## [ABOUT THIS TASK]
Pictures aside, print all of the data below exactly as written.

Top of RECORDS FOR THE TASK

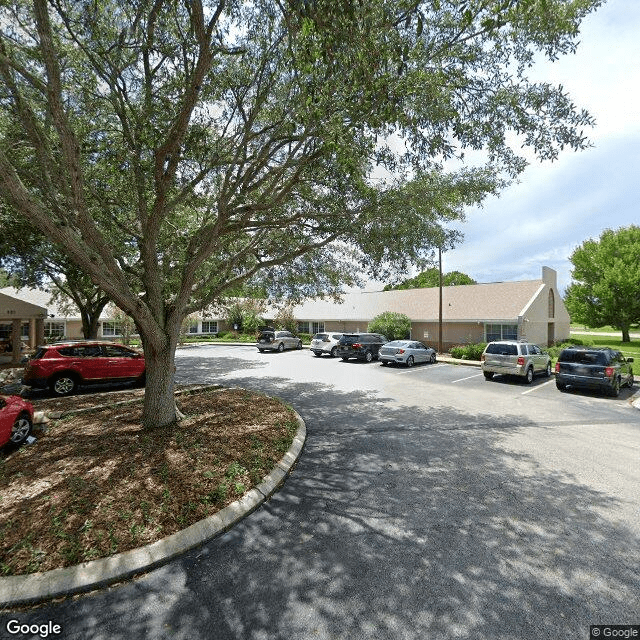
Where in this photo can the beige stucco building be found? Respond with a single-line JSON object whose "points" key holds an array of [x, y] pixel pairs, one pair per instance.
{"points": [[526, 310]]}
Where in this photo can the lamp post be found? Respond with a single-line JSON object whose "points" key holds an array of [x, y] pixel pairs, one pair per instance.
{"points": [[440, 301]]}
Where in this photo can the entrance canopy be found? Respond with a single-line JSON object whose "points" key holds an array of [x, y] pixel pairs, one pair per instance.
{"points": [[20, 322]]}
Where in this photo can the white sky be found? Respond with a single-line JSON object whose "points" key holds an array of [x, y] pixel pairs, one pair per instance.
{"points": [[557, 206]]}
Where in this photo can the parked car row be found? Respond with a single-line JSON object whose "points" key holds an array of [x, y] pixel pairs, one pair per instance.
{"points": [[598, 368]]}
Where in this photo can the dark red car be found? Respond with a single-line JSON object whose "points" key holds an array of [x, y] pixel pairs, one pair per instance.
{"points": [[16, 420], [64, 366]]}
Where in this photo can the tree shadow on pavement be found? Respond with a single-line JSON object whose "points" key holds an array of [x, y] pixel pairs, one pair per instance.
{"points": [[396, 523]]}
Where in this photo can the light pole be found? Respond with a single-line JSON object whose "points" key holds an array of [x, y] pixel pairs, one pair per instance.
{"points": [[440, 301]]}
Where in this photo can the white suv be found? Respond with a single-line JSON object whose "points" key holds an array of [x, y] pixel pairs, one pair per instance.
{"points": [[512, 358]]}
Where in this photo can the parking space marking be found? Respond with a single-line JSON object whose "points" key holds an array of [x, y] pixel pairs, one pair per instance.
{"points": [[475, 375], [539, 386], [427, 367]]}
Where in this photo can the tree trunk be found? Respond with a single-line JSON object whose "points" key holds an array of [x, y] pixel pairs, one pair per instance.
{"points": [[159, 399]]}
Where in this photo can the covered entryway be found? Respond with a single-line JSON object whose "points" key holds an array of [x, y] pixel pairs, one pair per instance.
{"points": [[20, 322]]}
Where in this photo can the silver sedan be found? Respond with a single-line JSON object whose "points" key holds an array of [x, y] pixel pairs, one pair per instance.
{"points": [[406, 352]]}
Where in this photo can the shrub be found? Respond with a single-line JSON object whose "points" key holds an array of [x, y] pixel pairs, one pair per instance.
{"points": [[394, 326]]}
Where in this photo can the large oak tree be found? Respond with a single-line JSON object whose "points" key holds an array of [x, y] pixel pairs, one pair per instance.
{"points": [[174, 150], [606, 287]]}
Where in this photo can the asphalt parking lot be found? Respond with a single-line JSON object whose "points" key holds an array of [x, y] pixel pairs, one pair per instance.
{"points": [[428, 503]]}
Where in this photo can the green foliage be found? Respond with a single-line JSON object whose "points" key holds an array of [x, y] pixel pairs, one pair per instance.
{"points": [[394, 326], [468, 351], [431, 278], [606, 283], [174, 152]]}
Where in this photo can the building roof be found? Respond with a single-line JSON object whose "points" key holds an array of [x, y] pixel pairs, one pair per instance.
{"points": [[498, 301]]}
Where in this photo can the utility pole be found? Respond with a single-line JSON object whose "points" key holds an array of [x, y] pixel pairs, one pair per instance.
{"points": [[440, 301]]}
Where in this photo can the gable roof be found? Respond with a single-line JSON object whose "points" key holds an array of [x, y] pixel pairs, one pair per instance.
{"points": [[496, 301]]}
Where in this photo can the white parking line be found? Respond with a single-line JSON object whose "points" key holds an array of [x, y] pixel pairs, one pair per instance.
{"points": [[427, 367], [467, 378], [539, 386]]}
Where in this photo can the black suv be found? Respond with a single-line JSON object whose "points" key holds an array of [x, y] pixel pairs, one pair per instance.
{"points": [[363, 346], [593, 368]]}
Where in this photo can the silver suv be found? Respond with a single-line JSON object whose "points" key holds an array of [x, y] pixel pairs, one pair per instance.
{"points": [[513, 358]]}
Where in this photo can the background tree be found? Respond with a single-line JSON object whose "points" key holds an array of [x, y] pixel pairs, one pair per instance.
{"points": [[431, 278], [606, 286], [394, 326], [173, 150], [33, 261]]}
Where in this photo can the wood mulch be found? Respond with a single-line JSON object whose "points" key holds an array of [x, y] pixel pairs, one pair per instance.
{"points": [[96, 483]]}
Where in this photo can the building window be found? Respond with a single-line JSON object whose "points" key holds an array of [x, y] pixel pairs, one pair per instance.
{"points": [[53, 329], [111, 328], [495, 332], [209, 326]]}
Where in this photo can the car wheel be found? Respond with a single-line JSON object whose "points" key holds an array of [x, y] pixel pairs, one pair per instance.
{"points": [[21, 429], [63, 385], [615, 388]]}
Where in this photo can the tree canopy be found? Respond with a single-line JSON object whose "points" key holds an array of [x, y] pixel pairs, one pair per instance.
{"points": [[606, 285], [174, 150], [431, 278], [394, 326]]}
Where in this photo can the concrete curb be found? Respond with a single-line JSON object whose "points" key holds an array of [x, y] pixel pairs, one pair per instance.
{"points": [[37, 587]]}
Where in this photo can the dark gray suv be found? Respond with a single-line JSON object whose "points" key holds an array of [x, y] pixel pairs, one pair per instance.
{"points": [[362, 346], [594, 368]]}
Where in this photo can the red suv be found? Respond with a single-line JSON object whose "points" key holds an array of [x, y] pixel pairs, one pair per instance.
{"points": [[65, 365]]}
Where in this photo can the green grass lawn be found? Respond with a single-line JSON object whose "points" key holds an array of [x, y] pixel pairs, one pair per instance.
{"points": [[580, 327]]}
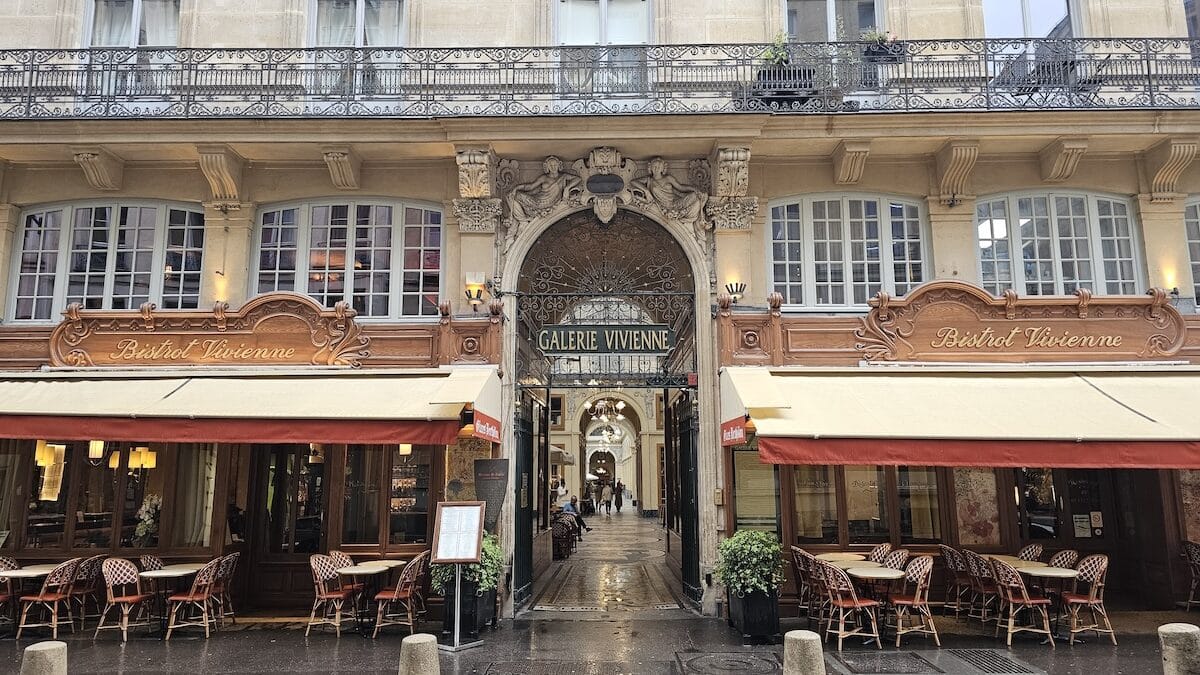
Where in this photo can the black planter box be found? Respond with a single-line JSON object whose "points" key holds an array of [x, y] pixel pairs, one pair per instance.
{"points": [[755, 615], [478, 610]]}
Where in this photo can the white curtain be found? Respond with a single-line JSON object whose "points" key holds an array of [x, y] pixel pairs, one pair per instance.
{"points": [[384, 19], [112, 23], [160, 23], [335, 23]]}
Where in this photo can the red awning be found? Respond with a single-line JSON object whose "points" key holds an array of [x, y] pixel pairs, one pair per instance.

Bottom of RECORDS FOR THE TASK

## [OUTPUT BELOW]
Where in this photo can the beige stucco building be found? Respond with a single-line JSON object whose "points" key holds an array of [x, y] pixel pairs, one pair per instance.
{"points": [[526, 310]]}
Where in this photo can the lamp post be found? Respond with a single-line JSON object whose "points" key holds an array of [x, y] pixel pairs, one pair per instance.
{"points": [[440, 301]]}
Where in this photo can the entrance canopy be found? Respond with a single-line JSON object whose "points" key holds an array of [x, y] pixel pairs, one pair per instance.
{"points": [[20, 322]]}
Where in this photo can the white sky be found? Respond with a single-line JSON object whose "points" key holds an array of [x, y] pixel pairs, one pair per instance.
{"points": [[557, 206]]}
Where in this photo can the parked car row be found? Respond with a single-line JSON object whose "points" key holds an array of [x, y] pixel pairs, one pair per instance.
{"points": [[598, 368]]}
Where in this photo can the dark red car be found? Respond with a single-line JSON object whose "points" key holds an array of [x, y] pixel pairs, one pair per instance.
{"points": [[16, 420], [64, 366]]}
Where in this photo can the tree shadow on pavement be found? Respond with a single-line JSON object whose "points" key holds an array of [x, y] pixel pairs, one pair per instance.
{"points": [[396, 523]]}
Where in this photo can the light pole be found? Respond with a single-line JSON object whose "points" key holds an array of [x, y] pixel pairs, one pair per instance.
{"points": [[440, 301]]}
Where in this photo can the white suv be found? Respond with a single-line JSON object whose "points" key holds an array of [x, y] pixel pairs, one pair per instance.
{"points": [[512, 358]]}
Where in this photo can the parking space marking be found? Respond with a single-line JSON object whose "points" key holds an array of [x, y] pixel pairs, one pair per instance.
{"points": [[475, 375], [539, 386], [427, 367]]}
Where in this photo can the tree trunk be found? Respond with a single-line JSON object whose "points" key holds an array of [x, y] pixel pairs, one pair per instance.
{"points": [[159, 399]]}
Where in this photo can the covered entryway be found? Respond with a single-line JSON object whose "points" key holds an array of [x, y] pixel pairs, one pair per instance.
{"points": [[20, 322]]}
Where in this photo can the silver sedan be found? Respond with a single-line JSON object whose "points" key holds an array of [x, y] pixel pairs, one pair per instance.
{"points": [[406, 352]]}
Where in this photo can the shrub be found? Respond with a single-line JSON object whose "points" key holds an array of [x, y] pixel pairs, one pair per instance.
{"points": [[394, 326]]}
Where in this photo can the large oak tree be found? Respond with a single-line JSON object whose "points" key holds an array of [x, y] pixel pairs, one pair per instance.
{"points": [[174, 150], [606, 287]]}
Where in this photo can the asphalt parking lot be found? Respond with a single-line JSON object whose "points" key holds an array of [x, y] pixel pairs, one pair per instance.
{"points": [[428, 503]]}
Where in this photo can the green foliage be found? Respond with a single-line JSON object whose "points" key holds an array of [x, y] pixel pairs, one pair per instance.
{"points": [[394, 326], [468, 351], [431, 278], [606, 283], [174, 152]]}
Where in this photo can the building roof be found? Respond with a single-line JSON object whose "points" key holds an array of [x, y] pixel pairs, one pair per instance.
{"points": [[498, 301]]}
Where in this photo can the utility pole be found? Respond with a single-line JSON object whose "points" key holds an array of [x, y] pixel pairs, one pair per instance.
{"points": [[440, 301]]}
Where in this photo can the gable roof be found? Respond with a single-line JSON object whose "points" key holds an array of [x, y] pixel pairs, one pair per instance.
{"points": [[496, 301]]}
Where in this photo can the white parking line be found? Respond with a single-line JSON object whose "points" key holds an array of [x, y] pixel pairs, one pair per instance.
{"points": [[427, 367], [467, 378], [539, 386]]}
Where in this photo can the black suv be found? Respond with a single-line JSON object whose "points" key holds an array of [x, y] pixel pairs, one pair per instance.
{"points": [[363, 346], [593, 368]]}
Where in this photo can the silver suv be found? Respond with a single-line JSON object whose "points" key holds an array of [x, y] pixel pairs, one pair per instance.
{"points": [[513, 358]]}
Where in this photo can the background tree be found? Respond with a single-line JSON object whose "points" key holds an array of [x, y] pixel pairs, one pair per instance.
{"points": [[431, 278], [606, 286], [394, 326], [173, 150], [33, 261]]}
Where in this photo can the wood mulch be found? Respond with a single-line JSON object whose "points" key holds an array of [x, y] pixel pairs, one pair per instance.
{"points": [[96, 483]]}
Where in this photo can the building window be found? Respond with a single-line JSON object whose "points" key holds an array of [x, y] pixel pairs, one pair per instance.
{"points": [[53, 329], [111, 328], [495, 332], [209, 326]]}
Where in this photo can the car wheel be found? Respond with a single-line JSON object whose "points" key holds an array of [x, y] pixel pairs, one pair per instance.
{"points": [[21, 429], [63, 385], [615, 388]]}
Where in this photo can the tree canopy be found? Respond with a single-line JSON object whose "points" key holds an array of [x, y] pixel pairs, one pair per instance.
{"points": [[606, 285], [174, 150], [431, 278], [394, 326]]}
Where in this photo can the concrete curb be found? Respond with a single-line JSON object whose "points" key holds an array of [x, y] pixel pairs, one pair per instance.
{"points": [[37, 587]]}
Where in this photo can the dark gray suv be found? Respond with a single-line JSON object whose "points" key holds an array of [x, y] pixel pairs, one pair per instance.
{"points": [[362, 346], [594, 368]]}
Where in this photo can the red suv be found? Respond with a single-line JSON object whose "points" key holds an array of [x, y] pixel pairs, one pair per instance.
{"points": [[65, 365]]}
Where in this photo can the green grass lawn be found? Respond with a single-line JSON object whose "points" key holds an array of [x, y] pixel pairs, one pair per instance.
{"points": [[580, 327]]}
Where in this photo can the black planter box be found? Respond with a single-line JSON object whose "points" key holds an array of [x, y] pixel pairs, one pair per instance.
{"points": [[755, 615], [478, 610]]}
Where in this photo can the white curtain be found? Respond with a single-line JSON object whose "points" key holds an array of [x, y] pixel pairs, one pair per instance.
{"points": [[384, 19], [112, 23], [160, 23], [335, 23]]}
Where in this photo can the red awning be found? Respond with a single-line JSON object whose "points" key holds an array of [x, y] pixel pairs, one pair per instance.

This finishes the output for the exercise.